Stored entries
--------------------------------

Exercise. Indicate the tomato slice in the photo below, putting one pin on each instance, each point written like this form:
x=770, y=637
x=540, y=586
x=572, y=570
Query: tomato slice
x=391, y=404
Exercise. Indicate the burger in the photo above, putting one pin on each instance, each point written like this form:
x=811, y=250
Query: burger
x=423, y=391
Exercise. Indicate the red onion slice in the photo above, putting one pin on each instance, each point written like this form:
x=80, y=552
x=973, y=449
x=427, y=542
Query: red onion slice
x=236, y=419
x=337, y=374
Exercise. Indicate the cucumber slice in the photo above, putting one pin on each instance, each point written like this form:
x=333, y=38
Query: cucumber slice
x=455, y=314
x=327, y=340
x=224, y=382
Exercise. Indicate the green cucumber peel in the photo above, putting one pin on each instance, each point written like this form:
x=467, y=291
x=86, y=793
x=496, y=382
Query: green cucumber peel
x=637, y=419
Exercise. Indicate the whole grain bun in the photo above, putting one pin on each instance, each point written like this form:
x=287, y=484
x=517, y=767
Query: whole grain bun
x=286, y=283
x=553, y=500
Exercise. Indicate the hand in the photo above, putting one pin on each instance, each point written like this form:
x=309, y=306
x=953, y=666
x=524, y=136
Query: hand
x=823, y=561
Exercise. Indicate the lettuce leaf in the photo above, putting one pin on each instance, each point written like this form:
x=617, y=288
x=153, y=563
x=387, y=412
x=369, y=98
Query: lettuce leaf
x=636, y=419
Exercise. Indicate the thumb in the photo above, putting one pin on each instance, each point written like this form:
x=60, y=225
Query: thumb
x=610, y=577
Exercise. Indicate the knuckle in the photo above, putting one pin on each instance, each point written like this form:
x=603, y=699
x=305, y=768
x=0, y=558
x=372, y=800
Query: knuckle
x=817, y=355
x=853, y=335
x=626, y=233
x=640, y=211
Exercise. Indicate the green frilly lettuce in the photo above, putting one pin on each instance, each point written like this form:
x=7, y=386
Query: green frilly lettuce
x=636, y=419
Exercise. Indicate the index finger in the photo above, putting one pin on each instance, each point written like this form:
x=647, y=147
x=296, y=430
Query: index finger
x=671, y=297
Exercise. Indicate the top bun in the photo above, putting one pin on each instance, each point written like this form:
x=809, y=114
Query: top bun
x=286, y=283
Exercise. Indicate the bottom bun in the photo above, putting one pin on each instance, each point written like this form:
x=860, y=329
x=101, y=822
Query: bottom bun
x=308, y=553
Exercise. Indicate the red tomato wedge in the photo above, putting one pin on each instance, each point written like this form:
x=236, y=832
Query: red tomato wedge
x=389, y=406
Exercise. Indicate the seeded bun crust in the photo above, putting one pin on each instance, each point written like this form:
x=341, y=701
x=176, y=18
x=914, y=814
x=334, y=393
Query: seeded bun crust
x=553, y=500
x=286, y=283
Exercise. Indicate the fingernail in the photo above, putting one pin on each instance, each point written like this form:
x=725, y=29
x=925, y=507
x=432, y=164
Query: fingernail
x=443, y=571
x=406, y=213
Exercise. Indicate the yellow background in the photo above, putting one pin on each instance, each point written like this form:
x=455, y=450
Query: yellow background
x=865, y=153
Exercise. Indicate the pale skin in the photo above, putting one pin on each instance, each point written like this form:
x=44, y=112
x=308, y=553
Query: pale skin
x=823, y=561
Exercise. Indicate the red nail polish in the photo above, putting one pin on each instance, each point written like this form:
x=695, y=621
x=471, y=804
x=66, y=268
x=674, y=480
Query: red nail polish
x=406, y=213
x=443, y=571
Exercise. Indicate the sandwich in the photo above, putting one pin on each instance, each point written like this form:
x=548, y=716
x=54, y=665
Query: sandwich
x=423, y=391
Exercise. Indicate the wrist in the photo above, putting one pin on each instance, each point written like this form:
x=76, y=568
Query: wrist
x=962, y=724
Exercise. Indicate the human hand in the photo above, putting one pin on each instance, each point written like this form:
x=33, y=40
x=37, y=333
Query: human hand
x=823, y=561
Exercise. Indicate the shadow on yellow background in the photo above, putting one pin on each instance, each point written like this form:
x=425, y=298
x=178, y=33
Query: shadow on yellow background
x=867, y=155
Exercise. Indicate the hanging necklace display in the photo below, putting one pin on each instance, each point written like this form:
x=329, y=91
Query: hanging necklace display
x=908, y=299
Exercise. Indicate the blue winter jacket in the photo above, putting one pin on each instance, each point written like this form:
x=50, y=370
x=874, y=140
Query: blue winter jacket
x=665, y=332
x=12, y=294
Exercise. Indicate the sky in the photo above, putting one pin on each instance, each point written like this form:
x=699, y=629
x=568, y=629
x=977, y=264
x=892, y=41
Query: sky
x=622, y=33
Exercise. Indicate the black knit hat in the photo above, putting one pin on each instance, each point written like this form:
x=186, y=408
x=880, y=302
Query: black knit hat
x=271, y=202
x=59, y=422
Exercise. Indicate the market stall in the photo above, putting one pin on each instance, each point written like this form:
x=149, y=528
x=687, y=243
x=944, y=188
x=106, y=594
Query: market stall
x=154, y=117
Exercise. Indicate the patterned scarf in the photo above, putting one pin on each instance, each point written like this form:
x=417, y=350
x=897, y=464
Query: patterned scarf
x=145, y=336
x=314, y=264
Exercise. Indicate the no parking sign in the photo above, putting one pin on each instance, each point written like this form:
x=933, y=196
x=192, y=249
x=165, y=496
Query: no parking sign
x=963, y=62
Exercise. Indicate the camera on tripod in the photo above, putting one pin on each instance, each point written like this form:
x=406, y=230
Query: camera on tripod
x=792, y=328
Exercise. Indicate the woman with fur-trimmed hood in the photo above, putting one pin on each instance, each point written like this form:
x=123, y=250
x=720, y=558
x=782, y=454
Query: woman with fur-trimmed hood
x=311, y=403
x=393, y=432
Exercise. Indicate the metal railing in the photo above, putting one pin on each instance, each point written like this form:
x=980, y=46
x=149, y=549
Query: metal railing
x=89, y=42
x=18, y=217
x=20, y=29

--------------------------------

What to produce:
Copy out all the rows above, substituting "placing a single pin" for every occurrence of "putting one pin" and leaving everything else unchanged.

Worked answer:
Exercise. Indicate the tomato slice in the photo below, placing a single pin on each instance, each point written like this form:
x=770, y=637
x=540, y=586
x=572, y=570
Query: tomato slice
x=391, y=404
Exercise. Indicate the burger in the photo above, placing a single pin on each instance, each point written like this form:
x=811, y=250
Query: burger
x=423, y=391
Exercise. Indicate the red onion slice in the photo above, placing a single pin on each instance, each point written like this form:
x=80, y=552
x=973, y=449
x=427, y=542
Query: red onion slice
x=236, y=419
x=337, y=374
Exercise. Indicate the cucumber slice in the photo above, placing a single pin on each instance, each point written like this form:
x=333, y=38
Query: cucumber slice
x=455, y=314
x=327, y=340
x=224, y=382
Exercise. Indicate the green cucumber peel in the photo above, placing a single pin on each instance, each point written like this form:
x=467, y=291
x=86, y=793
x=496, y=382
Query: green cucumber peel
x=637, y=419
Exercise. Indicate the whole grain bun in the photo above, placing a single pin on each instance, each point written like this form:
x=287, y=484
x=517, y=767
Query: whole grain bun
x=286, y=283
x=553, y=500
Exercise. Indicate the hand in the photo above, placing a single pin on each instance, each point written like this form:
x=309, y=306
x=953, y=666
x=524, y=136
Query: hand
x=823, y=561
Exercise. Indicate the lettuce leaf in the photo above, placing a single pin on each instance, each point written like this form:
x=617, y=288
x=153, y=563
x=387, y=412
x=369, y=98
Query: lettuce leaf
x=636, y=419
Exercise. Indicate the thumb in the photo above, placing a single pin on each instance, each point written like this form:
x=60, y=225
Query: thumb
x=610, y=577
Exercise. Indicate the knuckle in the photo above, placing a single pin on each instance, each point written like this form:
x=603, y=699
x=305, y=768
x=0, y=558
x=372, y=800
Query: knuckle
x=817, y=355
x=853, y=335
x=626, y=233
x=640, y=211
Exercise. Indicate the green frilly lettuce in the photo above, placing a single pin on each instance, each point written like this form:
x=7, y=386
Query: green frilly lettuce
x=636, y=419
Exercise. Indicate the index finger in the photo above, placing a single pin on each instance, each point written like this form:
x=647, y=147
x=296, y=430
Query: index finger
x=671, y=297
Exercise. Indicate the top bun in the photo above, placing a single pin on each instance, each point written like this form:
x=809, y=114
Query: top bun
x=286, y=283
Exercise. Indicate the bottom bun in the photo above, placing a single pin on each instance, each point written like this form:
x=860, y=329
x=101, y=822
Query: bottom bun
x=308, y=553
Exercise. Indicate the red tomato wedge in the photo above, placing a single pin on each instance, each point written like this form:
x=236, y=832
Query: red tomato wedge
x=389, y=406
Exercise. Indicate the seeded bun crust in the photo above, placing a single pin on each instance, each point written like this form:
x=341, y=701
x=176, y=18
x=914, y=814
x=334, y=393
Query: seeded bun crust
x=553, y=500
x=286, y=283
Exercise. Indicate the fingernail in the photo above, placing a single pin on each instance, each point written like this form:
x=725, y=29
x=925, y=507
x=432, y=164
Query: fingernail
x=443, y=571
x=406, y=213
Exercise. Indicate the yellow background in the photo above, placing a single pin on each instance, each point written like this form:
x=455, y=450
Query: yellow background
x=865, y=153
Exercise. Indicate the pale skin in the photo above, placing a single pin on each instance, each point written like this form:
x=44, y=112
x=308, y=553
Query: pale skin
x=823, y=561
Exercise. Indicate the red nail polish in the photo above, placing a single pin on each instance, each point written like this form:
x=695, y=621
x=471, y=804
x=66, y=268
x=674, y=480
Query: red nail polish
x=406, y=213
x=443, y=571
Exercise. Indicate the sandwich in the photo above, placing a single pin on each instance, each point written like this form:
x=548, y=716
x=54, y=665
Query: sandwich
x=423, y=391
Exercise. Indicate the wrist in the photo above, placing a single pin on each instance, each point written like this form:
x=76, y=568
Query: wrist
x=962, y=724
Exercise. Indicate the human hand in the photo above, placing a single pin on each instance, each point written like this form:
x=33, y=40
x=37, y=333
Query: human hand
x=823, y=561
Exercise. Indicate the shadow on yellow background in the photo above, placing a single pin on each instance, each point written like this form:
x=425, y=298
x=178, y=33
Query: shadow on yellow background
x=867, y=155
Exercise. Indicate the hanging necklace display in the photo below, placing a single pin on each instance, each point written like this form:
x=329, y=91
Query: hanging necklace display
x=908, y=299
Exercise. Indicate the blue winter jacket in the photo above, placing a single pin on each instance, each point written like this form:
x=50, y=370
x=874, y=140
Query: blue winter jacket
x=665, y=332
x=12, y=294
Exercise. Indicate the sky in the photo above, placing a single pin on each instance, each point written like this form:
x=699, y=629
x=568, y=629
x=977, y=264
x=892, y=41
Query: sky
x=622, y=33
Exercise. Indicate the black knit hat in the photo above, placing a single pin on each instance, each point written like this form:
x=186, y=408
x=880, y=302
Query: black knit hat
x=271, y=202
x=59, y=422
Exercise. Indicate the market stall in the photo above, placing a single pin on each instance, each point written like this form:
x=149, y=528
x=687, y=243
x=944, y=188
x=106, y=594
Query: market stall
x=154, y=117
Exercise. Indicate the patterned scarf in the photo above, placing a single pin on each instance, each point written like this form:
x=417, y=350
x=897, y=464
Query: patterned scarf
x=145, y=336
x=314, y=264
Exercise. Indicate the no parking sign in the photo above, placing a single pin on each instance, each point written like this form:
x=933, y=196
x=192, y=249
x=165, y=496
Query: no parking sign
x=963, y=62
Exercise. Indicate the camera on tripod in the photo above, placing a single pin on each instance, each point written like this form:
x=406, y=230
Query: camera on tripod
x=792, y=328
Exercise. Indicate the woman with fur-trimmed hood in the photo above, placing a single pin on each instance, each point written like this form:
x=123, y=250
x=720, y=558
x=782, y=454
Query: woman with fur-trimmed hood
x=311, y=403
x=393, y=432
Exercise. Indicate the metal railing in the photo above, placing a single pin on each instance, each point written like this form:
x=980, y=46
x=149, y=549
Query: metal railing
x=89, y=42
x=18, y=217
x=20, y=29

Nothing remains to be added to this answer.